*** Supplied material

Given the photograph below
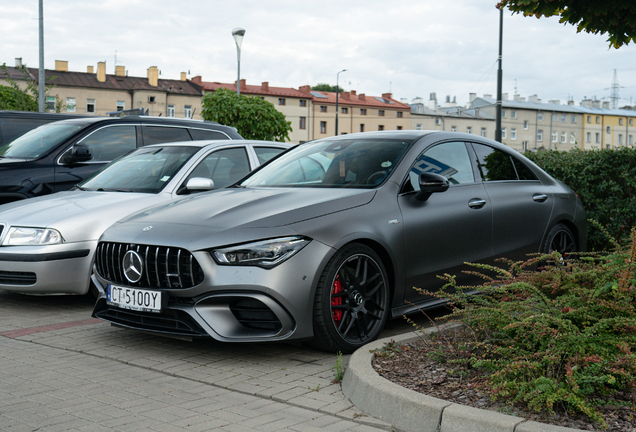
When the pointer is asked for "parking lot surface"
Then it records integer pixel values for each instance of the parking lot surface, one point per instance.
(61, 370)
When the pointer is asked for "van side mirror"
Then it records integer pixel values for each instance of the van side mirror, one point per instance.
(431, 183)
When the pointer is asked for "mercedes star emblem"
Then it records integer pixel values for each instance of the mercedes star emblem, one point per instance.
(133, 266)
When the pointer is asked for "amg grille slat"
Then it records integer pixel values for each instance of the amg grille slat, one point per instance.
(172, 267)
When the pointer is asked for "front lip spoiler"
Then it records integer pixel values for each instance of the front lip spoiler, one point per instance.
(54, 256)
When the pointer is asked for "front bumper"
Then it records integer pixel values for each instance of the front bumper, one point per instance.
(50, 269)
(233, 304)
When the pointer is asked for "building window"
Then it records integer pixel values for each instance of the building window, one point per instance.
(50, 103)
(70, 104)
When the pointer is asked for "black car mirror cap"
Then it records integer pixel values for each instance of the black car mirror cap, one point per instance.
(431, 183)
(79, 153)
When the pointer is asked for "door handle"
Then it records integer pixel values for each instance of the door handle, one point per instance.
(476, 203)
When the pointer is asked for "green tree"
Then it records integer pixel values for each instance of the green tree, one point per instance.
(616, 18)
(326, 87)
(253, 117)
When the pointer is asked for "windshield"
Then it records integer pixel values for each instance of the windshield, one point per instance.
(358, 163)
(39, 141)
(145, 170)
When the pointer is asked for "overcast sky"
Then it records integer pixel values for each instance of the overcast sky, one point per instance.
(408, 47)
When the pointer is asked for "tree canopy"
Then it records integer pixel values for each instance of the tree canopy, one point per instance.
(616, 18)
(253, 117)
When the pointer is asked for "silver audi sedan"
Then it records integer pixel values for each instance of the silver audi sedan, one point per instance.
(47, 244)
(327, 241)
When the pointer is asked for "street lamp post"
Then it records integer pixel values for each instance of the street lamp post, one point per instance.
(238, 34)
(337, 95)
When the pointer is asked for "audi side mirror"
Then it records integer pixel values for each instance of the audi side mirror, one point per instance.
(431, 183)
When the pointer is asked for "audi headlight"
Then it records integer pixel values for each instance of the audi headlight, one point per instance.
(22, 236)
(266, 253)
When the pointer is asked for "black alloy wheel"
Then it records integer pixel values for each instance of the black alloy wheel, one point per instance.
(352, 300)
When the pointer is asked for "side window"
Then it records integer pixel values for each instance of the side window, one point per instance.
(266, 153)
(111, 142)
(161, 134)
(450, 160)
(495, 165)
(201, 134)
(224, 167)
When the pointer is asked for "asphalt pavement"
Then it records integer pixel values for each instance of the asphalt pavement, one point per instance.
(61, 370)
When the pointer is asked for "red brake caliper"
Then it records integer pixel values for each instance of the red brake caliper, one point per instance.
(336, 301)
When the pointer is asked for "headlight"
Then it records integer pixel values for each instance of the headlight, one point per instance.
(21, 236)
(266, 253)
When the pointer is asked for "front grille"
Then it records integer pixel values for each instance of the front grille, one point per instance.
(17, 278)
(254, 314)
(163, 267)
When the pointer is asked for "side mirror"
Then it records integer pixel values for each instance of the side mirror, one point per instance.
(429, 184)
(79, 153)
(199, 184)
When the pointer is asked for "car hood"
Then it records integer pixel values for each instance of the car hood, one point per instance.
(253, 207)
(78, 215)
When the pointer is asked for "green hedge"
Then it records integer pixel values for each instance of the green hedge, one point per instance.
(605, 181)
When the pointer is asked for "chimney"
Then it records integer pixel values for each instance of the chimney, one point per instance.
(61, 66)
(101, 71)
(153, 76)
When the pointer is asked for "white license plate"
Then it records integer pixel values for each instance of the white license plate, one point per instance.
(133, 298)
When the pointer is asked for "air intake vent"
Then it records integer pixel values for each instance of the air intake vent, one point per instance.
(163, 267)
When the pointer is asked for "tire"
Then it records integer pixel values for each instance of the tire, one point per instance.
(352, 300)
(560, 239)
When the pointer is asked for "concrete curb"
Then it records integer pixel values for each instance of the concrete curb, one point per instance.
(410, 411)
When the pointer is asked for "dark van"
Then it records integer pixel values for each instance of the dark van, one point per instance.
(56, 156)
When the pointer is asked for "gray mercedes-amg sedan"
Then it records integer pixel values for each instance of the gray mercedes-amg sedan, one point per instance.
(327, 241)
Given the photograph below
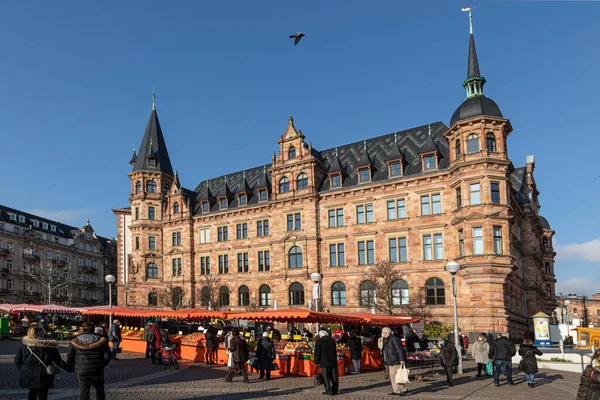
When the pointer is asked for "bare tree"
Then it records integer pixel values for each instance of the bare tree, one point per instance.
(172, 296)
(387, 298)
(209, 291)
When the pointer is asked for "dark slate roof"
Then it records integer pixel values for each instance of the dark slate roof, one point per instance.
(158, 149)
(476, 106)
(545, 223)
(62, 230)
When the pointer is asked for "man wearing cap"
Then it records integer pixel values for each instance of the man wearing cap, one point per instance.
(114, 335)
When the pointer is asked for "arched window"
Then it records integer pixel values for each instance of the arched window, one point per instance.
(265, 296)
(472, 143)
(367, 294)
(490, 142)
(295, 257)
(302, 181)
(151, 270)
(284, 185)
(338, 294)
(224, 296)
(177, 297)
(296, 294)
(244, 293)
(399, 292)
(435, 293)
(152, 299)
(151, 187)
(205, 297)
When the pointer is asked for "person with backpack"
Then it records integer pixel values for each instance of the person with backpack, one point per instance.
(34, 357)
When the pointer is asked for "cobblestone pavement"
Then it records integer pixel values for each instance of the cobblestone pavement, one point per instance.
(135, 378)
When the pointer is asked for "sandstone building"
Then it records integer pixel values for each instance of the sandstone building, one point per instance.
(44, 261)
(418, 198)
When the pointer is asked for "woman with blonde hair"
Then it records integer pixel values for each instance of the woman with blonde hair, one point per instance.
(528, 363)
(35, 359)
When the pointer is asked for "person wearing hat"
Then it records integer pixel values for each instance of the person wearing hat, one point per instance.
(33, 358)
(114, 335)
(265, 352)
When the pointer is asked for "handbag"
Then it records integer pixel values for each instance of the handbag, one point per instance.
(402, 375)
(50, 369)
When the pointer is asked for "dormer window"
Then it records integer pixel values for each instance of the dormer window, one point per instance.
(284, 185)
(302, 181)
(336, 180)
(429, 161)
(364, 174)
(395, 168)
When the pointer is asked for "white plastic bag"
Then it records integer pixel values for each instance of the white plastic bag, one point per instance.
(402, 375)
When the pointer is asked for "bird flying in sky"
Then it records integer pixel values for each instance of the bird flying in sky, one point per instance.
(297, 36)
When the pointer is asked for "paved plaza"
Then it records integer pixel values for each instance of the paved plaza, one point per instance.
(134, 377)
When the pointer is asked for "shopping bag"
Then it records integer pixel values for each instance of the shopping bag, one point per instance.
(402, 375)
(489, 368)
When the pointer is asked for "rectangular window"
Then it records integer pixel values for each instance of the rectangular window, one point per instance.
(205, 265)
(177, 267)
(477, 240)
(495, 186)
(497, 240)
(397, 249)
(366, 252)
(222, 234)
(337, 256)
(264, 261)
(205, 235)
(243, 262)
(294, 222)
(176, 236)
(224, 264)
(241, 231)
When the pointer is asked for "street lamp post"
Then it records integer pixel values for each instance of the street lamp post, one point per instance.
(110, 279)
(453, 267)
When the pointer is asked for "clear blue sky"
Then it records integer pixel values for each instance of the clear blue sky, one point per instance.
(76, 81)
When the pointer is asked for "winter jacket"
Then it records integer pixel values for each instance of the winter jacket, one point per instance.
(355, 346)
(211, 340)
(529, 362)
(239, 348)
(503, 349)
(449, 355)
(265, 353)
(589, 386)
(481, 351)
(325, 353)
(88, 354)
(32, 374)
(393, 351)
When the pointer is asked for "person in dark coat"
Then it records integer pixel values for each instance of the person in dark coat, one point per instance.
(589, 386)
(239, 349)
(88, 354)
(265, 352)
(326, 358)
(449, 359)
(212, 344)
(355, 346)
(529, 362)
(502, 352)
(32, 373)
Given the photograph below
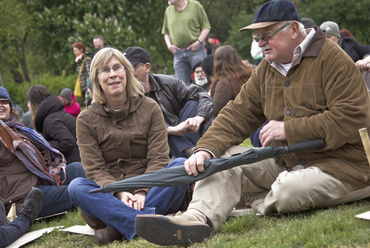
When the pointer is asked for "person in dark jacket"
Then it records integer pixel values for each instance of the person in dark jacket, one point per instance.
(31, 163)
(349, 44)
(56, 125)
(200, 78)
(186, 108)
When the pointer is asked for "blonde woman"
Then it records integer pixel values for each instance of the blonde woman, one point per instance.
(121, 134)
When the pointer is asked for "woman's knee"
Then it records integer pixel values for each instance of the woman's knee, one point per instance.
(176, 162)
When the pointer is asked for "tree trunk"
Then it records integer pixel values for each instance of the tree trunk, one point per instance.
(22, 61)
(13, 69)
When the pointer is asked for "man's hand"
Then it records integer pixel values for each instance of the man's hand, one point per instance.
(173, 49)
(274, 130)
(194, 46)
(364, 64)
(193, 124)
(190, 125)
(195, 162)
(136, 201)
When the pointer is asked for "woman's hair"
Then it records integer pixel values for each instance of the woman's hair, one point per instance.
(35, 95)
(80, 46)
(101, 59)
(229, 67)
(345, 33)
(14, 113)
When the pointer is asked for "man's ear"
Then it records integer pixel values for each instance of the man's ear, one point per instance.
(147, 67)
(295, 30)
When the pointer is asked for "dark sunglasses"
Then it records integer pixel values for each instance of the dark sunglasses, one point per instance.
(4, 101)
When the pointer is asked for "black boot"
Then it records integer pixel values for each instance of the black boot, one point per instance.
(3, 219)
(32, 205)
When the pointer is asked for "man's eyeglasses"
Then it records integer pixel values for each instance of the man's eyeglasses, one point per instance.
(106, 71)
(4, 101)
(269, 36)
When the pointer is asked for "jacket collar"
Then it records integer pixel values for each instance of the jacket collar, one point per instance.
(130, 106)
(314, 47)
(154, 86)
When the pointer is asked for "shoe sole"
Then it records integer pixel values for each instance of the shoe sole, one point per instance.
(161, 231)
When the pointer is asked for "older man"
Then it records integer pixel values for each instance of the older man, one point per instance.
(186, 108)
(308, 88)
(200, 78)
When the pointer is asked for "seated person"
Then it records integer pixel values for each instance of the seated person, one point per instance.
(332, 105)
(53, 122)
(69, 101)
(126, 138)
(10, 232)
(27, 117)
(186, 108)
(33, 163)
(200, 78)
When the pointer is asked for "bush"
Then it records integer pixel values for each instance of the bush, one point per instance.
(55, 84)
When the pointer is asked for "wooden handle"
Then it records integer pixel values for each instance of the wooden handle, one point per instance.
(365, 141)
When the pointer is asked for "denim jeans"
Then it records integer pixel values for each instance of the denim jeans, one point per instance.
(184, 60)
(12, 231)
(178, 144)
(109, 209)
(55, 200)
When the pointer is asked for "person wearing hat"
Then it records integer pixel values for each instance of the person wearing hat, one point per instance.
(200, 78)
(69, 101)
(308, 88)
(32, 174)
(186, 108)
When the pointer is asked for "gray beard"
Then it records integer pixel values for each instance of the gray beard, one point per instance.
(201, 81)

******

Pick out every line of the listing above that contains the string "star" and copy each one. Case counts.

# Output below
When the pointer is asked for "mercedes star emblem"
Then it records integer pixel values for each instance of the mercedes star emblem, one point per instance.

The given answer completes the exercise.